**Votre consigne**
Rédigez la suite du texte consacré à Tommy Recco, en commençant juste après sa dernière phrase.

**Texte fourni**
========================================

1960 : le premier meurtre, celui du parrain

Le 28 octobre 1960, sur une plage près de Propriano, Tommy Recco est surpris en train de pêcher à la dynamite par un garde maritime qui est aussi son parrain. La scène dégénère. Pris de panique, il lui tire dessus, puis s’acharne pour s’assurer qu’il est mort. Quelques semaines plus tard, dénoncé par son propre frère, il avoue, avant de se rétracter.

En 1962, il est condamné à la réclusion criminelle à perpétuité. Il restera en prison jusqu’en 1977, soit dix-sept ans derrière les barreaux. Sa bonne conduite lui permet alors d’obtenir une libération conditionnelle. La justice croit à une seconde chance. La suite va montrer l’inverse.

========================================

**Données enregistrées**
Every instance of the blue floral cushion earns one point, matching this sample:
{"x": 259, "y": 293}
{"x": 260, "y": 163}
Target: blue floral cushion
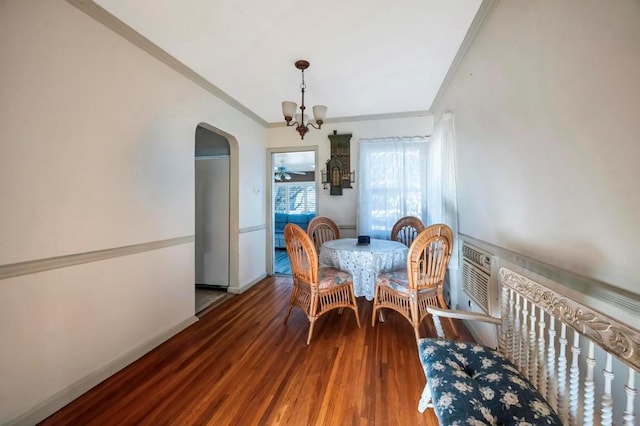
{"x": 398, "y": 281}
{"x": 472, "y": 384}
{"x": 330, "y": 277}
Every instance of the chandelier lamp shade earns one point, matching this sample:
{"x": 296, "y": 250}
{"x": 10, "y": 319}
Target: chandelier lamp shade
{"x": 301, "y": 120}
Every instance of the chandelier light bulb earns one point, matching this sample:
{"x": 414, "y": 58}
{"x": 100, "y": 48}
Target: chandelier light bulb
{"x": 301, "y": 120}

========================================

**Exercice corrigé**
De la liberté au braquage sanglant de Béziers

Libéré, Tommy Recco s’installe à Marseille et travaille comme livreur, notamment pour un magasin de combinaisons de plongée. Le 22 décembre 1979, à Béziers, trois caissières d’un supermarché Mammouth sont retrouvées exécutées d’une balle dans la nuque dans la salle des coffres. L’argent de la recette a disparu. L’enquête est longue, sans témoin direct, mais les enquêteurs finiront par relier ce triple meurtre à Recco.

Carqueiranne 1980 : une fillette, son père et un voisin

Moins d’un mois plus tard, le 18 janvier 1980, nouveau choc : à Carqueiranne, dans le Var, une fillette de 11 ans, son père et un voisin sont tués, là encore d’une balle dans la tête. Les gendarmes remontent la piste d’un certain Tommy Recco, proche de la famille. Placé en garde à vue, il reconnaît les faits avant de se rétracter.

Les expertises balistiques font le lien entre les deux scènes de crime : Béziers et Carqueiranne. Même type d’arme, même mode opératoire, même froideur. En 1983, devant la cour d’assises de Draguignan, Recco est condamné à nouveau à la perpétuité pour ces deux triples meurtres, avec une période de sûreté de dix-huit ans.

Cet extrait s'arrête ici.